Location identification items
****************************************

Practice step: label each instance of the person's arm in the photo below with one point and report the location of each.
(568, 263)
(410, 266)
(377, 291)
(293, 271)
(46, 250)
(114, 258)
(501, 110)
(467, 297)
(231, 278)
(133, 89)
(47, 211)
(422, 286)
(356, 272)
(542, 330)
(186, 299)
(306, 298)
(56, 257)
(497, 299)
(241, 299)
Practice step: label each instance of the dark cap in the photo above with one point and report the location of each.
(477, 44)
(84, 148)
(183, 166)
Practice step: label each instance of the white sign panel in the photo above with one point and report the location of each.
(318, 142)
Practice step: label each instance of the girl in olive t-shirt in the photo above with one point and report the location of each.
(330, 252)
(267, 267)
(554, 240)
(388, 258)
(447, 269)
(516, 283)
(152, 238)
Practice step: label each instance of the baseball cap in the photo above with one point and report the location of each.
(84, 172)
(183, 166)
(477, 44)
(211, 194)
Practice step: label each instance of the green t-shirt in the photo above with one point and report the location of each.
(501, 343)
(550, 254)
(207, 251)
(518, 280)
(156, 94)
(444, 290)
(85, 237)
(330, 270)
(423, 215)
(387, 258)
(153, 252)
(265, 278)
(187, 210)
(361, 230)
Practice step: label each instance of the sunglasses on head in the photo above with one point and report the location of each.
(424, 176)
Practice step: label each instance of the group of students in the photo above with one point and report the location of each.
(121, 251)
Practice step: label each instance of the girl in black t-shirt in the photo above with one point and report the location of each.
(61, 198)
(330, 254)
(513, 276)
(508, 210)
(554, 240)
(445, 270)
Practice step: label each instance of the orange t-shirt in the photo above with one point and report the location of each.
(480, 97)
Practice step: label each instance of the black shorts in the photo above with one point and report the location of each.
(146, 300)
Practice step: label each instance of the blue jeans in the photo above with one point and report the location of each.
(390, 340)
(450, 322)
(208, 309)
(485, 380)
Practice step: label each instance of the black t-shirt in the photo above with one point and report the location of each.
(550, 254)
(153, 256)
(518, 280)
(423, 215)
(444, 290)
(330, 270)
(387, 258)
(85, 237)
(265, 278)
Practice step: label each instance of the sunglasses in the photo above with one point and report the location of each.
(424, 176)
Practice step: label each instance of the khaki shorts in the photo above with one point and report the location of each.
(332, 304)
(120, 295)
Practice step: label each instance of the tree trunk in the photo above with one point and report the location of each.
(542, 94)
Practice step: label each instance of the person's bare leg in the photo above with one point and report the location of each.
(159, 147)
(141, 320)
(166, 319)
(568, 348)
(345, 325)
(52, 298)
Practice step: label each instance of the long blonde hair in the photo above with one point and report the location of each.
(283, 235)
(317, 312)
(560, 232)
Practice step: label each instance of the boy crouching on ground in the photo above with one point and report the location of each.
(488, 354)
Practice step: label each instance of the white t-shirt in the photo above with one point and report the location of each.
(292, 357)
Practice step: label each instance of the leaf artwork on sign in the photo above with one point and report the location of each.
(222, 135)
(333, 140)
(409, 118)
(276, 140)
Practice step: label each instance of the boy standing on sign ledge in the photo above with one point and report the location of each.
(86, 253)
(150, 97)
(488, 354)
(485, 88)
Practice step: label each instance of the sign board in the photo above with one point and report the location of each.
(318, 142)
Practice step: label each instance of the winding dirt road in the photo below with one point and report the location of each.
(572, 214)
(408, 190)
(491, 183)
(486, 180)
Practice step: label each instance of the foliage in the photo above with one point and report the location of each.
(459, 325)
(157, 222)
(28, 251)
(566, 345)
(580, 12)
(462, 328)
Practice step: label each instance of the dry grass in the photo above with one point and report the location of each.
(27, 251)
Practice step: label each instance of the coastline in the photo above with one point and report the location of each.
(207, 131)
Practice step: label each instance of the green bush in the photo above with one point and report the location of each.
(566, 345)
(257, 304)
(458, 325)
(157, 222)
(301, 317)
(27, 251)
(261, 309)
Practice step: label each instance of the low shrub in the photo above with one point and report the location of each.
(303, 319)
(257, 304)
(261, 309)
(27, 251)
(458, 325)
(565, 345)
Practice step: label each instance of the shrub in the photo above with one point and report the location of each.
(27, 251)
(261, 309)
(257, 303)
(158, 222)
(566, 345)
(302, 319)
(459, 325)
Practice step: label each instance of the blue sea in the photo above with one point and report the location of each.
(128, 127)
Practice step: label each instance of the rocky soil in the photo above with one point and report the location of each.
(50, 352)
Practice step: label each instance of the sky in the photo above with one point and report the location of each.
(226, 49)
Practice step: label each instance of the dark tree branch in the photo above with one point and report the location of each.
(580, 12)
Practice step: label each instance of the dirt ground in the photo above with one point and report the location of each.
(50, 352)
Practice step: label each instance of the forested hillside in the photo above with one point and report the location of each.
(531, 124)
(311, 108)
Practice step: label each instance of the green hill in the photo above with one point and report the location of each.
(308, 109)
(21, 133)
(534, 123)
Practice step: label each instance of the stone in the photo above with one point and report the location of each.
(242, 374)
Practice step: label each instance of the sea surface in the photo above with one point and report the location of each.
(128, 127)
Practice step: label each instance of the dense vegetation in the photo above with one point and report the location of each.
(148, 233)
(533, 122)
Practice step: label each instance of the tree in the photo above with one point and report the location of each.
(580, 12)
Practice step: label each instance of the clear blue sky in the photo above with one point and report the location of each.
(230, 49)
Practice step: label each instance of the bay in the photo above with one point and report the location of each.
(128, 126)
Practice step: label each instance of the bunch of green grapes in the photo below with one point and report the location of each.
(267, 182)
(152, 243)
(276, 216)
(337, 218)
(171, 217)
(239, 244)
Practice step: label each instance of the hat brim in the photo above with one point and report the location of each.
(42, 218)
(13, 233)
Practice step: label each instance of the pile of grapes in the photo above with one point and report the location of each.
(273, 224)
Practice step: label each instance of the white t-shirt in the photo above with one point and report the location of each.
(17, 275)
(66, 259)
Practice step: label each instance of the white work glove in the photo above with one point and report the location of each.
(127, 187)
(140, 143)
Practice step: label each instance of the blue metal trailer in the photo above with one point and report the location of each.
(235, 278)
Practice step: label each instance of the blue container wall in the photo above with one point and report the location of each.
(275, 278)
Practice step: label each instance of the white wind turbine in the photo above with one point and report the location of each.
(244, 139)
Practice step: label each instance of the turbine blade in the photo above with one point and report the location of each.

****************************************

Brief
From the records above, please extract every line and repeat it exactly.

Result of the exercise
Practice step: label each instance of the person's arm in the photo below with one point and report the location of each.
(568, 263)
(410, 266)
(377, 291)
(293, 271)
(46, 250)
(114, 258)
(501, 110)
(467, 297)
(231, 278)
(133, 89)
(47, 211)
(422, 286)
(356, 272)
(542, 330)
(186, 299)
(306, 298)
(56, 257)
(497, 299)
(241, 299)
Practice step: label each instance of the dark cap in the photo above with one point and report the location of each.
(477, 44)
(84, 148)
(183, 166)
Practice step: label each instance of the white sign panel in the photo above with one point and report the location of each.
(318, 142)
Practice step: label each instance of the girl in olive t-shirt in the photo above with one point and report the location of each.
(330, 252)
(267, 267)
(554, 240)
(388, 258)
(447, 269)
(516, 283)
(152, 238)
Practice step: label each instance of the baseball cap in the photo above with one point and report the location of each.
(84, 172)
(183, 166)
(477, 44)
(211, 194)
Practice step: label each instance of the green t-shirt in the photo above with one point and report the location of each.
(501, 343)
(550, 254)
(207, 251)
(518, 280)
(156, 94)
(444, 290)
(85, 237)
(330, 270)
(423, 215)
(387, 258)
(153, 252)
(265, 278)
(187, 210)
(361, 230)
Practice step: label each instance of the sunglasses on head in the photo above with one point and report the location of each.
(424, 176)
Practice step: label each instance of the group of students in the photo above with one point and report the location of each.
(121, 251)
Practice step: label each instance of the girl in black t-shirt in the photo above with one point and report the location of each.
(61, 198)
(330, 254)
(513, 276)
(508, 210)
(554, 240)
(445, 270)
Practice step: label each instance of the orange t-shirt in the photo above with one point and report the location of each.
(480, 97)
Practice step: label each instance of the black shorts in the photo above with one point and report the location of each.
(146, 300)
Practice step: label each instance of the blue jeans in the photo above with one point and report the location of each.
(390, 340)
(450, 322)
(208, 309)
(485, 380)
Practice step: label each instance of the black t-shirt in the photo above with one point and report the location of each.
(550, 254)
(153, 256)
(518, 280)
(423, 215)
(444, 290)
(330, 270)
(387, 258)
(85, 237)
(265, 278)
Practice step: label each instance of the sunglasses in the photo above with one point and report the location of each.
(424, 176)
Practice step: label each instance of the khaki shorts in the photo above with one point and report the location of each.
(332, 304)
(120, 295)
Practice step: label each instance of the tree trunk in the photo above with one point and report the location of each.
(542, 94)
Practice step: label each instance of the person's bare leg in the photo above with one point and report the location of each.
(159, 147)
(141, 320)
(166, 319)
(568, 348)
(345, 325)
(52, 298)
Practice step: label each instance of the long blonde hair in the photo above with one point and report the location of each.
(283, 235)
(317, 312)
(560, 232)
Practice step: label each instance of the boy crouching on ground in the photo above with one point and report the location of each.
(488, 354)
Practice step: label each instance of the white t-shirt in the photo above with one point and report the location of each.
(292, 357)
Practice step: label each instance of the leaf artwork on sign in the photo above with one point and report the location of each.
(222, 135)
(333, 140)
(409, 118)
(276, 140)
Practice step: label each instance of the boy standing on sign ledge in the photo above with one point and report the location of each.
(86, 253)
(150, 97)
(488, 354)
(485, 88)
Practice step: label each instance of the sign board in the photo above with one point and report the location of each.
(318, 142)
Practice step: label each instance of the winding dirt road in the photo below with one point and report the location of each.
(572, 214)
(408, 190)
(491, 183)
(486, 180)
Practice step: label each instance of the foliage in the photo above with one point and report the location of each.
(459, 325)
(157, 222)
(28, 251)
(566, 345)
(580, 12)
(462, 328)
Practice step: label each instance of the dry grass in the photo above with one point and report the location of each.
(27, 251)
Practice step: label each instance of the coastline in the photo above with one point and report the location of each.
(207, 131)
Practice step: label each instance of the green bush in the photo above with one point and report the location of each.
(566, 345)
(257, 304)
(458, 325)
(157, 222)
(301, 317)
(27, 251)
(261, 309)
Practice step: label each instance of the low shrub in the photo above with one point and report the location of each.
(303, 319)
(257, 304)
(261, 309)
(27, 251)
(458, 325)
(565, 345)
Practice step: label each instance of the shrub in the photo above with one point and report the location of each.
(27, 251)
(261, 309)
(257, 303)
(158, 222)
(566, 345)
(302, 319)
(459, 325)
Practice step: label each instance of the blue sea in the photo above with one point and report the location of each.
(128, 127)
Practice step: label each instance of the rocky soil in the photo above with one point and report the location of each.
(50, 352)
Practice step: label each instance of the sky in the photo above with one point and report the location of each.
(226, 49)
Practice step: label each instance of the dark tree branch in the photo above with one point and report the location of each.
(580, 12)
Practice step: label each instance of the dirt ground in the photo above with one point and report the location of each.
(50, 352)
Practice step: label each instance of the forested hillside in the photo above with one point and report the location of each.
(531, 124)
(311, 108)
Practice step: label each instance of the green hill in the photo above with one point and report the location of each.
(308, 109)
(21, 133)
(534, 123)
Practice step: label each instance of the stone in the photo above with one point and report the location of each.
(242, 374)
Practice step: label each instance of the sea surface in the photo above with one point and report the location of each.
(128, 127)
Practice step: label each instance of the dense vegetation in the photo above with one point and report the location of each.
(148, 233)
(533, 122)
Practice step: label each instance of the tree in the photo above with one point and report the location of each.
(580, 12)
Practice step: label each instance of the clear blue sky in the photo above with one point and report the location of each.
(230, 49)
Practice step: label each instance of the bay in the photo above with one point and report the location of each.
(128, 126)
Practice step: label each instance of the bunch of green grapes in the photo below with one point and report the location of each.
(267, 182)
(152, 243)
(276, 216)
(337, 218)
(171, 217)
(239, 244)
Practice step: label each instance of the hat brim in the photo above with one point and report the location of each.
(42, 218)
(13, 233)
Practice step: label each instance of the pile of grapes in the photo above with one point and report the location of each.
(273, 224)
Practice step: label each instance of the white t-shirt in the photo above with one point and report the location of each.
(17, 275)
(66, 259)
Practice step: label each instance of the white work glove in the photo above with one point and report the location of each.
(127, 187)
(140, 143)
Practice step: label each instance of the blue metal trailer in the photo above with one point and report the location of each.
(235, 278)
Practice step: label each instance of the blue container wall in the photo above with one point and report the location of each.
(275, 278)
Practice step: label each instance of the white wind turbine in the photo above with one point and report the location of each.
(244, 139)
Practice step: label each instance of the turbine blade in the photo above with one point and report the location of each.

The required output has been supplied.